Bear hunting and wild camping in Canada.


Check out this excerpt from Steph Jeavons’ new book about her four-year, seven-continent ride around the word, Home By Seven, in which she goes wild camping in Alberta, Canada, and rides Rhonda-the-Honda CRF250L on both dirt trails and smooth tarmac roads.


To read the full story grab a copy of Home by Seven here and to meet Steph in person join us at The Armchair Adventure Festival this September where she will be talking about her world-first, around the world trip!

 

As I sat cradling my coffee and watching the puddles form around my tent next to the lake in the one-horse town of Clearwater, I debated which way to go. I had worked out a rough route before I left but I wasn’t sure if I would have time for it now. It was getting colder already. Still, I had been told by many Canadians that the Icefield Parkway between Jasper and Banff was a ‘must ride’, and so I had to go and see for myself.


The weather was unpredictable as I rode higher into Alberta, along the forest trails and into the Rockies. By the time I reached Jasper the night-time temperatures were reaching minus five Centigrade. This was the coldest I had ever camped at, that I could recall. It wasn't too unpleasant with a decent North Face sleeping bag and my ‘Vernadski’ socks from Antarctica, but the morning was bitter. I snuggled back into my sleeping bag after making my morning coffee on the stove outside and decided any further attempts to get up would have to be postponed until the sun arrived over the surrounding trees. The bear hunting could wait.

| Listing |

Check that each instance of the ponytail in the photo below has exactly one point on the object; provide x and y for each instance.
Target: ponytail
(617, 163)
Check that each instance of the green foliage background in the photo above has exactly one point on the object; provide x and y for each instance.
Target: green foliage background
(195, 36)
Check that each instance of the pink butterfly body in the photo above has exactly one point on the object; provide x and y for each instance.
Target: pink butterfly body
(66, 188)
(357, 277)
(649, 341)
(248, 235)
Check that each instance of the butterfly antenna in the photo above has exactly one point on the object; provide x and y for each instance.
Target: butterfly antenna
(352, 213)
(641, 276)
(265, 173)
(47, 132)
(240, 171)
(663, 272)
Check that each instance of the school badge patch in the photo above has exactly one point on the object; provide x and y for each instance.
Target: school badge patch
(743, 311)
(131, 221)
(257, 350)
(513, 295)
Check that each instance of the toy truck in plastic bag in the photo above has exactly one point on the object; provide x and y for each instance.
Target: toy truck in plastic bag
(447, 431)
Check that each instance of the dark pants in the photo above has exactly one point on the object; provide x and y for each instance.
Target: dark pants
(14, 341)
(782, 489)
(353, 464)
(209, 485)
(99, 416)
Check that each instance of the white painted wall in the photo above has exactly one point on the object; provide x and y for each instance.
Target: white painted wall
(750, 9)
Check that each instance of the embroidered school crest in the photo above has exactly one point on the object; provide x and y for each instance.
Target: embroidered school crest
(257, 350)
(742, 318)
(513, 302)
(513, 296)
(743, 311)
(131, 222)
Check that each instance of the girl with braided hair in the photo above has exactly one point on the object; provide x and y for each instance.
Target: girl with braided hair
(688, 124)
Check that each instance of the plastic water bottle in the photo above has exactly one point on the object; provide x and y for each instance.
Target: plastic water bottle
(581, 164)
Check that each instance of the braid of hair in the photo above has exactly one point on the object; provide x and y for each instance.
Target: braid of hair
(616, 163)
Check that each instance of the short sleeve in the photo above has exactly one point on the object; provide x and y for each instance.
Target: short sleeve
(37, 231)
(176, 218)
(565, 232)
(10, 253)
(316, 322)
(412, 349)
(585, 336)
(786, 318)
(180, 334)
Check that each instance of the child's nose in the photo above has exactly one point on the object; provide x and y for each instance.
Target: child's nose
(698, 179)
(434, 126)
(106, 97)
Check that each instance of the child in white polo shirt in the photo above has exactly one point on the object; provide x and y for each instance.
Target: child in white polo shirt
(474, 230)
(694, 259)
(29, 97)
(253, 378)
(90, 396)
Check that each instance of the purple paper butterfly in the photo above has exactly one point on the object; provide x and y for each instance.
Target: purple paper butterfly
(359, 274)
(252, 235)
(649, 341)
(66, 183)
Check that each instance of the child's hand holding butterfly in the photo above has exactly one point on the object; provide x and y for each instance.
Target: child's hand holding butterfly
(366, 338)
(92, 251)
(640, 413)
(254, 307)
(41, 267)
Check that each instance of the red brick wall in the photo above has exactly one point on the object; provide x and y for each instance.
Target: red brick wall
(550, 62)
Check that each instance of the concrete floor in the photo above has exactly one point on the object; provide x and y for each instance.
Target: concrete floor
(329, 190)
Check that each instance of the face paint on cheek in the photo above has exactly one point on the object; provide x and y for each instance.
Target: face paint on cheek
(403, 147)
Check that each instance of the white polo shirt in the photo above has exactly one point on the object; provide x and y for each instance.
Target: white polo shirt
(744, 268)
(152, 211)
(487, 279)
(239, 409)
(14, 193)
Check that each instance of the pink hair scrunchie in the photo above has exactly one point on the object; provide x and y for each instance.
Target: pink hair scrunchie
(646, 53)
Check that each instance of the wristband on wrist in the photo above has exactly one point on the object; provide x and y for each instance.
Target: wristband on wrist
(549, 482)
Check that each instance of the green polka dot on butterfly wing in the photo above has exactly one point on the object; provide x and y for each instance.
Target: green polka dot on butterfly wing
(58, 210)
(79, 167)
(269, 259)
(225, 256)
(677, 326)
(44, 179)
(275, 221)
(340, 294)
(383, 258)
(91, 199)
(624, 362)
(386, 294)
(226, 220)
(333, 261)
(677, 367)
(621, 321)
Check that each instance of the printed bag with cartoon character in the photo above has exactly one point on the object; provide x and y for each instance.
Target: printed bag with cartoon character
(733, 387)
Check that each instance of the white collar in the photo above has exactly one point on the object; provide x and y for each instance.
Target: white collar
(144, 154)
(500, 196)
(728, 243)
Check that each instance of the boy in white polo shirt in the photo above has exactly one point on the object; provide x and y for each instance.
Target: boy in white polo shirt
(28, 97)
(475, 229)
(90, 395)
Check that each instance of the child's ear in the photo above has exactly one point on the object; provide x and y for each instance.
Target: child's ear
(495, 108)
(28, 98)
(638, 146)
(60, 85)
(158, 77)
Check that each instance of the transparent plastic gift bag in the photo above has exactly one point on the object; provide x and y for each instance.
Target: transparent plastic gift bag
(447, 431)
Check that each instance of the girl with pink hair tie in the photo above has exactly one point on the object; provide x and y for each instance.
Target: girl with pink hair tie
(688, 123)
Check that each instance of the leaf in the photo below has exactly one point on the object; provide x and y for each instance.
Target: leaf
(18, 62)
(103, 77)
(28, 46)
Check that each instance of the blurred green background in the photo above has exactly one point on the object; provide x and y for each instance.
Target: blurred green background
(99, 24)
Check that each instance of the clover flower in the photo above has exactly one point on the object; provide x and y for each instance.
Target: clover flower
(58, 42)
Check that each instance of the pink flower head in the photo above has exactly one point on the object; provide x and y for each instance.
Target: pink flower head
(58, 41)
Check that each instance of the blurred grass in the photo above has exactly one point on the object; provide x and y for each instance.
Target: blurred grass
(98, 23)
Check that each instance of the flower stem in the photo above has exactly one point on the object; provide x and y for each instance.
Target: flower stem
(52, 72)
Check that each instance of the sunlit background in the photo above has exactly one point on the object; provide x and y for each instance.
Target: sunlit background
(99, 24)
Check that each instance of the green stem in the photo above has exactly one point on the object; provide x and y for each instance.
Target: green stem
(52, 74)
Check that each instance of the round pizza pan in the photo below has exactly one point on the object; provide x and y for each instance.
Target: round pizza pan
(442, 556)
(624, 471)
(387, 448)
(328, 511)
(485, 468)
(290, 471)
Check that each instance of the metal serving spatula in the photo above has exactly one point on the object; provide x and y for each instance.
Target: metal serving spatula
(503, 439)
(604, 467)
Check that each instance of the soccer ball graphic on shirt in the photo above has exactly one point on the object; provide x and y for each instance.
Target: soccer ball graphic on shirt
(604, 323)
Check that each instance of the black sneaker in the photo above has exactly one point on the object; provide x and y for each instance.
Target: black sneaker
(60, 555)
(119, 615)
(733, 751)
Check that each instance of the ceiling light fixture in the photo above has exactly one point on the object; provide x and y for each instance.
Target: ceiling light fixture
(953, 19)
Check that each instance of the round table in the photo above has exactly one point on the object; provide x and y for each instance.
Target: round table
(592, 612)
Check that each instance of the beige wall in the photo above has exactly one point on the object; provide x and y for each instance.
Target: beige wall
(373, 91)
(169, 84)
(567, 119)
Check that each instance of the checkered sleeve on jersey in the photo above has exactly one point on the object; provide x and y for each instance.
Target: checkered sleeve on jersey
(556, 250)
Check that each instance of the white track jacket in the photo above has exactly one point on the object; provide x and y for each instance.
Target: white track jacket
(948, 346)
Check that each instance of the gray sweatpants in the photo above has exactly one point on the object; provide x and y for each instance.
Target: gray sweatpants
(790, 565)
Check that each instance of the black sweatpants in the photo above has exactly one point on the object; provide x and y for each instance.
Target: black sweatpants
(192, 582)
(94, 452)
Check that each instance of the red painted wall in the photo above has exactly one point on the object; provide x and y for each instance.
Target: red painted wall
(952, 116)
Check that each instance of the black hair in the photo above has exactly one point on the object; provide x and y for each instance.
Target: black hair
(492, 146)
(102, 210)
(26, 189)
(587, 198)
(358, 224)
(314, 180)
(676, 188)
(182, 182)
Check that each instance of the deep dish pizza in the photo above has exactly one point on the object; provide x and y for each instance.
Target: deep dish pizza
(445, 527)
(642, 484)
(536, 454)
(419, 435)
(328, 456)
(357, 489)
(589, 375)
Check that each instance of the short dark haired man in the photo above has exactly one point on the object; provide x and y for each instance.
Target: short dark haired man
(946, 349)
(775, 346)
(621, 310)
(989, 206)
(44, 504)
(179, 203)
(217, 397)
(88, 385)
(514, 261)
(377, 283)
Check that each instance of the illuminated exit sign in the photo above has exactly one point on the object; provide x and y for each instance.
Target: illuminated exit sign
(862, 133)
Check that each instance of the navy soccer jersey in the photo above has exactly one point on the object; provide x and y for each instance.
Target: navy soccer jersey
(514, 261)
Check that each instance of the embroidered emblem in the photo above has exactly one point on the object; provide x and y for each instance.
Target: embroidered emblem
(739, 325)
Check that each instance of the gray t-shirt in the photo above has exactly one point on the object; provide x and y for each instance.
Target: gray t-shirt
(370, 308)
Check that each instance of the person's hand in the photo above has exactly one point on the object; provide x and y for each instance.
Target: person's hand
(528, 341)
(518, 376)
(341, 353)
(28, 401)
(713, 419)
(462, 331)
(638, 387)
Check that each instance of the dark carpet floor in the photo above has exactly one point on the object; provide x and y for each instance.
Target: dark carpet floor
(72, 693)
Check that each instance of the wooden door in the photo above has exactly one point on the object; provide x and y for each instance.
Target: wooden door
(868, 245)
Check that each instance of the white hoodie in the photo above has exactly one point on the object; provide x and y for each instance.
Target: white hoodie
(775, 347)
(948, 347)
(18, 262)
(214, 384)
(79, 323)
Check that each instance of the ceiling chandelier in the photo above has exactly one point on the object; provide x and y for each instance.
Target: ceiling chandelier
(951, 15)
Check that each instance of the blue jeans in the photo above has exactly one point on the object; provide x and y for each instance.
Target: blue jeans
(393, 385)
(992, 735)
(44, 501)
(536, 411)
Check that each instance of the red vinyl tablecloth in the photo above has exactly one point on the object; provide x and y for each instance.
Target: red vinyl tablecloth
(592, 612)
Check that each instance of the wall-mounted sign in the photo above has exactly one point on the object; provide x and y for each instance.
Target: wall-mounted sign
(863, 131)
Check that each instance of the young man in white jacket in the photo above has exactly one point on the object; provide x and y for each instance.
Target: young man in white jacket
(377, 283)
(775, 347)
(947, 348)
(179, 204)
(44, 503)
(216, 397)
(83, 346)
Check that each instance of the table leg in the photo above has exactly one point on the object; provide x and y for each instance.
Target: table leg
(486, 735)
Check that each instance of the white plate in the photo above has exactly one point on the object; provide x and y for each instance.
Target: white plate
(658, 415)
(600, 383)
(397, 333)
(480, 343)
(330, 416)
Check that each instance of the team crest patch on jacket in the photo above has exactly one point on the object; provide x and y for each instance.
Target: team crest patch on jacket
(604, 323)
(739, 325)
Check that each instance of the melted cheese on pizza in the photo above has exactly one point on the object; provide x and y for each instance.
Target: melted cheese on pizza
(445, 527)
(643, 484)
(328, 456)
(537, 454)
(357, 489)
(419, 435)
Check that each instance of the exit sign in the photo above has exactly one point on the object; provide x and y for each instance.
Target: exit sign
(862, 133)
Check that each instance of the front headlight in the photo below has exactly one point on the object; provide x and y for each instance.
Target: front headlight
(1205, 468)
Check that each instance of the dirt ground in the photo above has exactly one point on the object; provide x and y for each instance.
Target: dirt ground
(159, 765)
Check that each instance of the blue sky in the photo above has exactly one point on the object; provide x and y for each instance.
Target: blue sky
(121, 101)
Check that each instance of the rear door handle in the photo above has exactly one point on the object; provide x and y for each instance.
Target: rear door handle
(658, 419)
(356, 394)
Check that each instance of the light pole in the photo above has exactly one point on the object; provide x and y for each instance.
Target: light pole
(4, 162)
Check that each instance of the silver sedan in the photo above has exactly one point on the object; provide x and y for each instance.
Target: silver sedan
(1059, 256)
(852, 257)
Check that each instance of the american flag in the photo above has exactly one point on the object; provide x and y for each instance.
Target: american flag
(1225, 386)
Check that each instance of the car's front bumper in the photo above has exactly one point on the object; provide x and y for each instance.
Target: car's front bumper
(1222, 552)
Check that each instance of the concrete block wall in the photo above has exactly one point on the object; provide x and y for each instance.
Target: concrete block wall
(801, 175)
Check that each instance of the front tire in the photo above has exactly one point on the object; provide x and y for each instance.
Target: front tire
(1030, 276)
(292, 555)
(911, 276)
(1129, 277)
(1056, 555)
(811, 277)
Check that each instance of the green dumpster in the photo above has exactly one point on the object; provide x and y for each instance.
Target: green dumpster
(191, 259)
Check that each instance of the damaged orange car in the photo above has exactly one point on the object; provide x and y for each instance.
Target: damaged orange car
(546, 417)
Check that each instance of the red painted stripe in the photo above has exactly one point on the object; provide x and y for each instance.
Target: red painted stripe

| Requirements |
- A) Answer these questions using the excerpt about camping in Canada:
(i) What is the name of the motorcycle ridden on the trip?
(ii) In which town was the tent set up next to a lake?
(iii) What night-time temperature had been reached by the time Jasper was reached?
- B) Echo the records from the line with "Check that each instance of the damaged" up to and including the last line of the records.
The text and the records have nothing to do with each other.

| Final answers |
- A)
(i) Rhonda-the-Honda, a CRF250L
(ii) Clearwater
(iii) Minus five Centigrade

- B)
Check that each instance of the damaged orange car in the photo above has exactly one point on the object; provide x and y for each instance.
Target: damaged orange car
(546, 417)
Check that each instance of the red painted stripe in the photo above has exactly one point on the object; provide x and y for each instance.
Target: red painted stripe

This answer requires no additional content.